» **Document segment**:
>> BEGIN

There were cases when Cossack women became the wives of Caucasian mountaineers, mainly after being abducted. The girls were usually driven away in childhood, they were brought up in a mountainous environment and culture, so when they became adults, they often did not want to return to their home village, even if there was an opportunity. (Tsibulnikova 2008). Probably, this was due to the fact that by the time when the opportunity was provided, girls had already acquired families and the mountain mentality became native to them.

It should be noted that the basis of both the Cossacks and the mountainous environment in most marriages were arranged via bridal kidnapping. Back in the sixteenth century, during the period of their migration to the south, the Cossacks took wives from the regional ethnic groups since it was mainly men who moved and stayed in the region for a long period.

It should be noted that in any border zone (frontier) the cases of multi-ethnic marriages as a result of polyethnicity, are observed, even if the ethnic groups were in a state of enmity with each other. Thus, similar to the Cossacks, on the American frontier there were frequent cases of marriage between white settlers and Indian women that led to intermingling of their cultures and modes of live.

>> END

» **Entries supplied**:
>> BEGIN

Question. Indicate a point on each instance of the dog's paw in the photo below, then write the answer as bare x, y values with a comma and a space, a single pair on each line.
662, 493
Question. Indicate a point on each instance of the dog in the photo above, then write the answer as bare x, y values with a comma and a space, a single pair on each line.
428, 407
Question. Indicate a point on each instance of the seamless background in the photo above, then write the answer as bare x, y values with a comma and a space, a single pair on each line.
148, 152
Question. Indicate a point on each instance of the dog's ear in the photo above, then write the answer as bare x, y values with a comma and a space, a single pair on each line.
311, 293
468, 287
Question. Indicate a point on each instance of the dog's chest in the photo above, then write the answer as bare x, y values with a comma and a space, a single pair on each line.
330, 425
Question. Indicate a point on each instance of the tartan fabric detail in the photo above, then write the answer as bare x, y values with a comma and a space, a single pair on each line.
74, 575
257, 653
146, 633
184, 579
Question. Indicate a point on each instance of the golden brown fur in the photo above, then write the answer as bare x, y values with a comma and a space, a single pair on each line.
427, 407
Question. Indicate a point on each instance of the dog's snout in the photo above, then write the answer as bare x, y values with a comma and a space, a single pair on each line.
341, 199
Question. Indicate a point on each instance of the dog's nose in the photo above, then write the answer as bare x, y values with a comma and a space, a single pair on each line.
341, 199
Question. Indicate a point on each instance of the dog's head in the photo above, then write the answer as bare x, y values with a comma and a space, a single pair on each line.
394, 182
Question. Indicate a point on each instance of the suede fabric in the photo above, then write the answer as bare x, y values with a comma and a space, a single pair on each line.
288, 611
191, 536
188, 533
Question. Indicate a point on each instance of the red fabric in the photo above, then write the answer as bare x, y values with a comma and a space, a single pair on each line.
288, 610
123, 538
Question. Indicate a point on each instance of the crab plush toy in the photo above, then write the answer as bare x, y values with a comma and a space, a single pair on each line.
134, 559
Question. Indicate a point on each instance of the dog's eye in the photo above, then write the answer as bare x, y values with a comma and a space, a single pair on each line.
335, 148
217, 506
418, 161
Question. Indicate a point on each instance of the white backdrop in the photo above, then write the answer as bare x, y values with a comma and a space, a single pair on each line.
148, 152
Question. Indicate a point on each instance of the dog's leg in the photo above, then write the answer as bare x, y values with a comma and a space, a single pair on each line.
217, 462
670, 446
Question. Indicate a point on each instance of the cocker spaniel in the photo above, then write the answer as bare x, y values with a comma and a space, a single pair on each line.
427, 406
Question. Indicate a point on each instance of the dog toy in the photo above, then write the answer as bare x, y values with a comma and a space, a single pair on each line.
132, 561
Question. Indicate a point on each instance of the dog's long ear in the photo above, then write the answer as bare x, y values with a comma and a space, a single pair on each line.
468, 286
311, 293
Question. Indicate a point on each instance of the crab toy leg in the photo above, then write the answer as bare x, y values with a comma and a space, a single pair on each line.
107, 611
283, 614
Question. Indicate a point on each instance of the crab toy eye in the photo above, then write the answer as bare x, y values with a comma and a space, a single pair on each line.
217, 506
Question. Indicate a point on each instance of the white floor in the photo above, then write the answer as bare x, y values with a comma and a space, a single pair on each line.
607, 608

>> END

» **What you need to do**:
[A] According to the passage on Cossack marriages, during what period did the Cossacks begin taking wives from the regional ethnic groups?
[B] Repeat the passage on Cossack marriages word for word, beginning at the words "It should be noted that the" and stopping after "a long period.".
Answer using only the passage on Cossack marriages above.

» **The answers**:
[A] During their migration to the south in the sixteenth century.

[B]
It should be noted that the basis of both the Cossacks and the mountainous environment in most marriages were arranged via bridal kidnapping. Back in the sixteenth century, during the period of their migration to the south, the Cossacks took wives from the regional ethnic groups since it was mainly men who moved and stayed in the region for a long period.